___ Data in this exercise ___
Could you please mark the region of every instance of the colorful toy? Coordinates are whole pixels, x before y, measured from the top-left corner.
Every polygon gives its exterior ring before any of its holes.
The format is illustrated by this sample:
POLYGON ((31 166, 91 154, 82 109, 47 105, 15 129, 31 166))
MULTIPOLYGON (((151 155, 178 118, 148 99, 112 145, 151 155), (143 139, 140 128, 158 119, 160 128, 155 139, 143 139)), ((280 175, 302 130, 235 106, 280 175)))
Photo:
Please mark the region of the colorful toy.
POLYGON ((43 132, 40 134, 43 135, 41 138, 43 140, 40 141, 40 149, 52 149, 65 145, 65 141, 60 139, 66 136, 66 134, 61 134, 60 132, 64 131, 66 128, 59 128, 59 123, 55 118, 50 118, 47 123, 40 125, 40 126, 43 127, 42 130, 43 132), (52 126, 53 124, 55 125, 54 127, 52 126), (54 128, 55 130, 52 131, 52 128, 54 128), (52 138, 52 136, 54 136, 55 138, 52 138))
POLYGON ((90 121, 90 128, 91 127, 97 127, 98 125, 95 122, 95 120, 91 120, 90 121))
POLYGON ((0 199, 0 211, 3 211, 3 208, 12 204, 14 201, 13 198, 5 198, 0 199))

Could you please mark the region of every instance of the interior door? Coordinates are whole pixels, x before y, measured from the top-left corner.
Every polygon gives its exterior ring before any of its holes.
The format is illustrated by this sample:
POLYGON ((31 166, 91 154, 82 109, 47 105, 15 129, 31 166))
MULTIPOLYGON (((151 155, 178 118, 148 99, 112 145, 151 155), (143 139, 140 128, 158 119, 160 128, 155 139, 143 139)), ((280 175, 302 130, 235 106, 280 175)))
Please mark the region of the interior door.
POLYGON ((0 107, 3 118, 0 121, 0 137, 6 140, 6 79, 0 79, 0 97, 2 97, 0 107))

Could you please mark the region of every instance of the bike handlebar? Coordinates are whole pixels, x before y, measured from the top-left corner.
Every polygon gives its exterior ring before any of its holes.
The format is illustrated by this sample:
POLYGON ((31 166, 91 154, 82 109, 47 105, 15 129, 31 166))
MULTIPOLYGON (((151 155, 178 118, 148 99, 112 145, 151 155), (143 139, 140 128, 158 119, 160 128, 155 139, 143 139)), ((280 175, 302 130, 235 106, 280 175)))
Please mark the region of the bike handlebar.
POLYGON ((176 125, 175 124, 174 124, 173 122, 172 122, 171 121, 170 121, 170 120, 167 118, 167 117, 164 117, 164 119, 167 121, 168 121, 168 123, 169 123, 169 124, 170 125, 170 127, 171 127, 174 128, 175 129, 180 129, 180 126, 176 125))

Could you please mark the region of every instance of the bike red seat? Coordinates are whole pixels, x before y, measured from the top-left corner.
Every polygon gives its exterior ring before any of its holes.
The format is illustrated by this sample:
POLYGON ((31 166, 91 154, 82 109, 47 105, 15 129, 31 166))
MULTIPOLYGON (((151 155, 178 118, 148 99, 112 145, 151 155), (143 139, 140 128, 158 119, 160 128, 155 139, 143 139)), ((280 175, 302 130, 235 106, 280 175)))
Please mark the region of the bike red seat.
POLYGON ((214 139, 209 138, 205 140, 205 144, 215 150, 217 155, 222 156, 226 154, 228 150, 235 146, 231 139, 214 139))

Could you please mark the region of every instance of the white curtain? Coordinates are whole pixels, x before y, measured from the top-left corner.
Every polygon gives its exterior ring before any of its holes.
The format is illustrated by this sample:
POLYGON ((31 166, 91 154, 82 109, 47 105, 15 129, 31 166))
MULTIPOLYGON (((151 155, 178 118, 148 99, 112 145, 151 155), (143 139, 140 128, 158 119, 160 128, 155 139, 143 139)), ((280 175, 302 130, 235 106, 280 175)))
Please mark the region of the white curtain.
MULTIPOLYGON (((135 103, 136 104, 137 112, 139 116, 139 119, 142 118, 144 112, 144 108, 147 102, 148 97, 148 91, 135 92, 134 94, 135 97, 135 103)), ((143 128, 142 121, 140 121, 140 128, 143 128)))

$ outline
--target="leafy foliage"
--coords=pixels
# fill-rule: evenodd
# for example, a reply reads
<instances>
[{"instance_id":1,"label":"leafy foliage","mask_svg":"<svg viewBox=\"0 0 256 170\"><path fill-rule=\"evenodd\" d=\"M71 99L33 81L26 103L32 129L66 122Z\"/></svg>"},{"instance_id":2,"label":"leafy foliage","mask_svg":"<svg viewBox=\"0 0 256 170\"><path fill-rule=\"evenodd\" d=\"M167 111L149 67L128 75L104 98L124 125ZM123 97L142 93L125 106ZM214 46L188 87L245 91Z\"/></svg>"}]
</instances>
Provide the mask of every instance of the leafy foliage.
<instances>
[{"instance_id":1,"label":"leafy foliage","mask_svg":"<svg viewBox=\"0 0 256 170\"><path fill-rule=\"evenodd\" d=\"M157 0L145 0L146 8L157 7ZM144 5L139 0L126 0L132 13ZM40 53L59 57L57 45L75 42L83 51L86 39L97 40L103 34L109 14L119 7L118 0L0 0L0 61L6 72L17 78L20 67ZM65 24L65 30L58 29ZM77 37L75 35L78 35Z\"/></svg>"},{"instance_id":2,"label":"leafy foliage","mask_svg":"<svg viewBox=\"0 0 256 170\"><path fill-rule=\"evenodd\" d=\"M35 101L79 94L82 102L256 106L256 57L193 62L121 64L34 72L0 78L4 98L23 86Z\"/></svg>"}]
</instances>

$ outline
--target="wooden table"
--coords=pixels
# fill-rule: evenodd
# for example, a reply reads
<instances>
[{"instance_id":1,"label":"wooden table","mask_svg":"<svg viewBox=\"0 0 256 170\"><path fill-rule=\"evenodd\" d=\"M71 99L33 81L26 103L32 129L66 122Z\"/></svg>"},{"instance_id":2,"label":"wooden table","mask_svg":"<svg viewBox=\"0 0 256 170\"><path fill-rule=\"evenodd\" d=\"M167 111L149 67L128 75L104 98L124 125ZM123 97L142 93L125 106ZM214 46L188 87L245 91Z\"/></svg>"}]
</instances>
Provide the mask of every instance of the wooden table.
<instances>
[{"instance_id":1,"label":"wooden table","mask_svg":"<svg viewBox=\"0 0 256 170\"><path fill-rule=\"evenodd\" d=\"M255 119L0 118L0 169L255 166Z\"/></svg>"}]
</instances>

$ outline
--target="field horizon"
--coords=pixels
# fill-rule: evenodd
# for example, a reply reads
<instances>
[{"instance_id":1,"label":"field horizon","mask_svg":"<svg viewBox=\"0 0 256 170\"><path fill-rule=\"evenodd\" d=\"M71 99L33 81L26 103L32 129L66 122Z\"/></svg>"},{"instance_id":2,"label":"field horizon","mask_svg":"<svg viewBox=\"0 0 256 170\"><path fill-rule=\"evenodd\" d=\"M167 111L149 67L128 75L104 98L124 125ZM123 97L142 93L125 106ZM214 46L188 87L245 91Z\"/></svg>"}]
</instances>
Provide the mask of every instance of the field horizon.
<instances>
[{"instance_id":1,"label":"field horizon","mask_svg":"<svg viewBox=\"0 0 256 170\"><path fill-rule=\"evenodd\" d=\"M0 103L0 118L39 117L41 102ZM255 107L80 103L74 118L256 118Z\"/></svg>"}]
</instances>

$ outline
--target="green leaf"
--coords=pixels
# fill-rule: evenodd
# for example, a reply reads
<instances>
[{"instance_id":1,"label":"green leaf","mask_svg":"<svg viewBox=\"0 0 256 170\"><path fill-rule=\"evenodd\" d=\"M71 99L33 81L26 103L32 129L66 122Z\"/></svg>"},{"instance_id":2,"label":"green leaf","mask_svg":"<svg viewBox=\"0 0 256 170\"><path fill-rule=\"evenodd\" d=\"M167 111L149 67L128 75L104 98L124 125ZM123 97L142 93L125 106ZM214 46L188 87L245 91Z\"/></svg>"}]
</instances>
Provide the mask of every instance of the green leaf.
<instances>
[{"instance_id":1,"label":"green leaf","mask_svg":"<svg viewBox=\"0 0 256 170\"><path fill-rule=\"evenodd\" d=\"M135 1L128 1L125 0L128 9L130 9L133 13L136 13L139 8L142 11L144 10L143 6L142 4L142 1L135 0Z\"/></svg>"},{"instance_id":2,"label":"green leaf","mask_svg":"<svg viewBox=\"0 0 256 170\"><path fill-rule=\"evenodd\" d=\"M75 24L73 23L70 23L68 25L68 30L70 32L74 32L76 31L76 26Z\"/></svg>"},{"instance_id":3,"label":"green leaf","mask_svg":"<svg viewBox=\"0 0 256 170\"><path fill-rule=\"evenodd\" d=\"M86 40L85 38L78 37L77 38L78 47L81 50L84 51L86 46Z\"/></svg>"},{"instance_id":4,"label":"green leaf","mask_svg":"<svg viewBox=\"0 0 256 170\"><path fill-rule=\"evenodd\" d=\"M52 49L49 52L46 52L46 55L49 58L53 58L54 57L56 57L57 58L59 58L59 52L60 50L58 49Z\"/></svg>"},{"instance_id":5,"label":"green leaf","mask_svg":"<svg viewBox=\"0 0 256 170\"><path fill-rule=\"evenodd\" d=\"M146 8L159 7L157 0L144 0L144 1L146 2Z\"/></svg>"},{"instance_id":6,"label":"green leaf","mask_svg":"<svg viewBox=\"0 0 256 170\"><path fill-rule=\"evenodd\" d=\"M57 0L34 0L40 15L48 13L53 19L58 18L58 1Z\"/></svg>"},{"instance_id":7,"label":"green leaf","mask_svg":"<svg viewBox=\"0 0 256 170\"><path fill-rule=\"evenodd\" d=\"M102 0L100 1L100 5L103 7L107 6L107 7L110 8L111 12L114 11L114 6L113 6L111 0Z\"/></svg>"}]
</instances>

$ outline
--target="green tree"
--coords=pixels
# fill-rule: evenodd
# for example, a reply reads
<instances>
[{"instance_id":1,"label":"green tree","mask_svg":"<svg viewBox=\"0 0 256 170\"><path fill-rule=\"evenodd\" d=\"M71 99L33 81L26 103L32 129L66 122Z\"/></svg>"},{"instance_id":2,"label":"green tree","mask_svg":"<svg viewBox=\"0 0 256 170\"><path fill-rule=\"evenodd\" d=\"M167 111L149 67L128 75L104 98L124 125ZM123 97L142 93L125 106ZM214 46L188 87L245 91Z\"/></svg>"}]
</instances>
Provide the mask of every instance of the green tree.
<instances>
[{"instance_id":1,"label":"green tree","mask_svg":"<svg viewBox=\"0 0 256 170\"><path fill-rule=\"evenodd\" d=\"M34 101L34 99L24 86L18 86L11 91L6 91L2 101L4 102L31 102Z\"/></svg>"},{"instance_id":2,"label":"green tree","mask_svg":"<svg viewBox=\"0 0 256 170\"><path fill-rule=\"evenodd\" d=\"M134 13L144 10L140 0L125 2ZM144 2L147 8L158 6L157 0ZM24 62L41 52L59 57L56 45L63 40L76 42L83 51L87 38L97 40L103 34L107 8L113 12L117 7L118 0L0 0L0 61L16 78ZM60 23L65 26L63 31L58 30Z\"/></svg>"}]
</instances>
___
— What is asked —
Copy the listing verbatim, starting at its first line and ending with the line that contains "Please mark the region of the colorful toy.".

— The output —
Could you please mark the region of every instance of the colorful toy? Coordinates are whole pixels, x before y, measured from the top-left corner.
Every polygon gives its exterior ring before any of its holes.
The format is illustrated by this sample:
POLYGON ((31 166, 91 154, 82 109, 47 105, 15 129, 31 166))
MULTIPOLYGON (((151 155, 178 118, 148 99, 112 145, 151 155), (143 139, 140 128, 158 119, 160 128, 155 139, 143 139)), ((280 175, 302 130, 235 106, 280 175)))
Photo:
Please mark the region of the colorful toy.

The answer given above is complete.